▸ **Exercise instructions**
Write out the passage on leprosy genetics in full, word for word.

▸ **Text for analysis**

Leprosy was endemic in Europe with a prevalence of 10–40%124 until the sixteenth century; its subsequent rapid decline is still unexplained. Currently, it remains a major public health burden in India, China and South America125. The genetics of leprosy susceptibility differs between populations. GWASs in Han Chinese implicated the bacterial pattern recognition receptor NOD2 and three other components of NOD2-mediated innate immunity52,126, but these associations did not replicate in an independent study of Indians and Malawians127. The Indian cohort instead had strong association to a functional knockout mutation in the TLR1 gene that protects against leprosy128. This variant is nearly absent in the Han Chinese population (2%) and rare in Indians (9%) but extremely common in Europeans (70%)129 owing to positive selection130. A locus associated with leprosy susceptibility in Chinese populations that is near the immune regulator gene cylindromatosis (CYLD)131,132 may also be positively selected in Europeans (Fig. 5). Selection at leprosy-associated loci in European populations, together with the evidence from Indian and Chinese studies that risk loci differ between populations, suggests that combining European selection scans with a European GWAS might offer the most power. However, as leprosy is now rare in Europe, a GWAS would require a phenotypic proxy. Alternatively, as technology improves for analysing ancient DNA samples, thousands of medieval skeletal remains in Europe, many of which have lesions indicative of leprosy124, may be usable in archaeological GWASs.

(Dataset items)
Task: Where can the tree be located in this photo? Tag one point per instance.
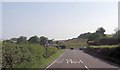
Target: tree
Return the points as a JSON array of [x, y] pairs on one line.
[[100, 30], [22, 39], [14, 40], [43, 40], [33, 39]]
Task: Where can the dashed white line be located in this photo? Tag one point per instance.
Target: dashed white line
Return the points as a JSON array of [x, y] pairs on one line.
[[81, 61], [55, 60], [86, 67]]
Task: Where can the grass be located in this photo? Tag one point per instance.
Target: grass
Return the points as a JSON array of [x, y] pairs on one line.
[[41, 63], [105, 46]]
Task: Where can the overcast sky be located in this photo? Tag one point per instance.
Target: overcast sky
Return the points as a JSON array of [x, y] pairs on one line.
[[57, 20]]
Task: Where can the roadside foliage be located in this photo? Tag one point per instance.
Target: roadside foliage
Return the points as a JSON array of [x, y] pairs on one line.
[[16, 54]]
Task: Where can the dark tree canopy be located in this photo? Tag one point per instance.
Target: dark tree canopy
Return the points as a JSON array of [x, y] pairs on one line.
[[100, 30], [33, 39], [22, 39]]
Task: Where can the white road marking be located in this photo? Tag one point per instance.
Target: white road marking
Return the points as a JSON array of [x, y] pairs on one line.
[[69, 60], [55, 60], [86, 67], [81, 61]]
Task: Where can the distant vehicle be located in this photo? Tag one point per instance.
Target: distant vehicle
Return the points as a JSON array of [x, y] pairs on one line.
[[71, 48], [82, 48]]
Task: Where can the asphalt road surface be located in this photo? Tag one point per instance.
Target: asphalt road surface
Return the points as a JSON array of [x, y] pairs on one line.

▸ **Response area**
Leprosy was endemic in Europe with a prevalence of 10–40%124 until the sixteenth century; its subsequent rapid decline is still unexplained. Currently, it remains a major public health burden in India, China and South America125. The genetics of leprosy susceptibility differs between populations. GWASs in Han Chinese implicated the bacterial pattern recognition receptor NOD2 and three other components of NOD2-mediated innate immunity52,126, but these associations did not replicate in an independent study of Indians and Malawians127. The Indian cohort instead had strong association to a functional knockout mutation in the TLR1 gene that protects against leprosy128. This variant is nearly absent in the Han Chinese population (2%) and rare in Indians (9%) but extremely common in Europeans (70%)129 owing to positive selection130. A locus associated with leprosy susceptibility in Chinese populations that is near the immune regulator gene cylindromatosis (CYLD)131,132 may also be positively selected in Europeans (Fig. 5). Selection at leprosy-associated loci in European populations, together with the evidence from Indian and Chinese studies that risk loci differ between populations, suggests that combining European selection scans with a European GWAS might offer the most power. However, as leprosy is now rare in Europe, a GWAS would require a phenotypic proxy. Alternatively, as technology improves for analysing ancient DNA samples, thousands of medieval skeletal remains in Europe, many of which have lesions indicative of leprosy124, may be usable in archaeological GWASs.